§ **Testo di riferimento**
L’Arcivescovo nel pomeriggio del giorno di Natale ha celebrato la Messa in Cattedrale.
«Natale è la gloria di Dio – ha detto il cardinale Matteo Zuppi nell’omelia – che si fa piccolo e ci mostra che la vera gloria delle persone non è nel possesso, nell’umiliare il prossimo, nell’autosufficienza, nel penoso esibizionismo, così volgare e diffuso, umiliante per il proprio io. La gloria non è nel potere ma nel servire. Questo non è solo quello che ci insegna Gesù, ma è la sapienza umana che ci aiuta a capire qual è la vera grandezza delle persone. La gloria si rivela nella relazione con il prossimo, nel voler bene». Dio insegna da subito che il voler bene non ha confini, è possibile a tutti, tanto che si lascia avvicinare dai pastori.

§ **Consegna**
Trascrivi dal testo sulla Messa di Natale il passo che comincia con le parole "L’Arcivescovo nel pomeriggio" e termina dopo le parole "avvicinare dai pastori.". Per rispondere serve soltanto il testo di riferimento.

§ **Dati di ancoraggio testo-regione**

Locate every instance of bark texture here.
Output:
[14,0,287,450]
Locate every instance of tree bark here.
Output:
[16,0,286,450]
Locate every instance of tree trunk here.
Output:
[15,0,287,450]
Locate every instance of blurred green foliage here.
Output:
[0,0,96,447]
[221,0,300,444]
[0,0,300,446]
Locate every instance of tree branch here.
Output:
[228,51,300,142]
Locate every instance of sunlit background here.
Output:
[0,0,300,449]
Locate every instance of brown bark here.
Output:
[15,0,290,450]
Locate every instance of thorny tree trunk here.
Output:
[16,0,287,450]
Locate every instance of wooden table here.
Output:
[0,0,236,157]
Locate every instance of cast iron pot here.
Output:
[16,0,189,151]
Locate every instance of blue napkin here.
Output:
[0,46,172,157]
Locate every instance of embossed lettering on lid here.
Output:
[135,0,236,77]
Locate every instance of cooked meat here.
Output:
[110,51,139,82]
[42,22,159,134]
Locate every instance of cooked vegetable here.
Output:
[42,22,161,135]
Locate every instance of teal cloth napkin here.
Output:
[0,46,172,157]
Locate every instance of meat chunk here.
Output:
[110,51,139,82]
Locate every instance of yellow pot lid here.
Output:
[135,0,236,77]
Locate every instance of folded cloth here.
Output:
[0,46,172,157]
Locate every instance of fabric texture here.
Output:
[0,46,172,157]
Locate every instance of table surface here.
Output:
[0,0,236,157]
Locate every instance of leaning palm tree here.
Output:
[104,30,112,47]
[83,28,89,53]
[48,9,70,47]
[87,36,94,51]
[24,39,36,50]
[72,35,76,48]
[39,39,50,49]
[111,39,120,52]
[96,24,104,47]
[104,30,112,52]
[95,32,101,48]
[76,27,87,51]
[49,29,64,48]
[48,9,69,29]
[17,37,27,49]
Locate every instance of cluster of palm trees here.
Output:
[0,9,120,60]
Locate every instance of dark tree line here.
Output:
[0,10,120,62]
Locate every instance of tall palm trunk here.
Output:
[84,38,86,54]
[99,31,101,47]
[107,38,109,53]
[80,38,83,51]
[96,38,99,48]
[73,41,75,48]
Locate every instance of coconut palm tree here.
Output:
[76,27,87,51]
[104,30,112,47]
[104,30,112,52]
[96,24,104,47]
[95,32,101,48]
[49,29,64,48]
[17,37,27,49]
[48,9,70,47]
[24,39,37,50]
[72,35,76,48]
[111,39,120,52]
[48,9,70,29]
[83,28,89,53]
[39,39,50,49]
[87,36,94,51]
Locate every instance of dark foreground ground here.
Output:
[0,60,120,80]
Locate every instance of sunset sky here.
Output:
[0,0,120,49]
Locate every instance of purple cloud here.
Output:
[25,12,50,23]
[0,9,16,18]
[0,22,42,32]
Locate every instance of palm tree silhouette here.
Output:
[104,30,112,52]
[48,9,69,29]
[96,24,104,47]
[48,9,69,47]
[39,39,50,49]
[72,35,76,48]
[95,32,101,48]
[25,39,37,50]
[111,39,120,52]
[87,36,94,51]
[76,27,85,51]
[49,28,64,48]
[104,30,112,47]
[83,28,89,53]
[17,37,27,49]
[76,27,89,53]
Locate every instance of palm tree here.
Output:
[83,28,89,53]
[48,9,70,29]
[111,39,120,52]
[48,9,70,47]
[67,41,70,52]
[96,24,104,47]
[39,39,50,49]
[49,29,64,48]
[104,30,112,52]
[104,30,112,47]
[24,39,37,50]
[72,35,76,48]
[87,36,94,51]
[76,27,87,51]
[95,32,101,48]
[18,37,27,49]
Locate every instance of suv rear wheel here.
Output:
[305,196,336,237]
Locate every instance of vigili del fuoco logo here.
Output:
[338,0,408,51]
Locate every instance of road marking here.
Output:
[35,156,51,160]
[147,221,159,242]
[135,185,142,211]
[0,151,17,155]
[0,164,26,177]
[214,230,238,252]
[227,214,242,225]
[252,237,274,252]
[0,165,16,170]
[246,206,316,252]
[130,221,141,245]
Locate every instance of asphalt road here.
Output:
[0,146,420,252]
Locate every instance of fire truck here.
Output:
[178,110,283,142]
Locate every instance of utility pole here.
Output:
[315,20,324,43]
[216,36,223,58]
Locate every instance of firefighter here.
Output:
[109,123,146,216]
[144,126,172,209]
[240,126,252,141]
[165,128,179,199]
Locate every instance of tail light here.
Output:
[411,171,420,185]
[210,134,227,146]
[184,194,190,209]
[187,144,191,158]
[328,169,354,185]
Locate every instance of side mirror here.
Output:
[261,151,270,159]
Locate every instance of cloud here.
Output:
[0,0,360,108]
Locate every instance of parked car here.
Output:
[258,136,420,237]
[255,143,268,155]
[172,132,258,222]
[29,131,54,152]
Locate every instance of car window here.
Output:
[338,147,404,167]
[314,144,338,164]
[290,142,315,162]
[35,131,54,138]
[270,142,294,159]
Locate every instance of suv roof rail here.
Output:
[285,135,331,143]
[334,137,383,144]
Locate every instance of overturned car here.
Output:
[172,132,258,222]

§ **La tua risposta**
L’Arcivescovo nel pomeriggio del giorno di Natale ha celebrato la Messa in Cattedrale.
«Natale è la gloria di Dio – ha detto il cardinale Matteo Zuppi nell’omelia – che si fa piccolo e ci mostra che la vera gloria delle persone non è nel possesso, nell’umiliare il prossimo, nell’autosufficienza, nel penoso esibizionismo, così volgare e diffuso, umiliante per il proprio io. La gloria non è nel potere ma nel servire. Questo non è solo quello che ci insegna Gesù, ma è la sapienza umana che ci aiuta a capire qual è la vera grandezza delle persone. La gloria si rivela nella relazione con il prossimo, nel voler bene». Dio insegna da subito che il voler bene non ha confini, è possibile a tutti, tanto che si lascia avvicinare dai pastori.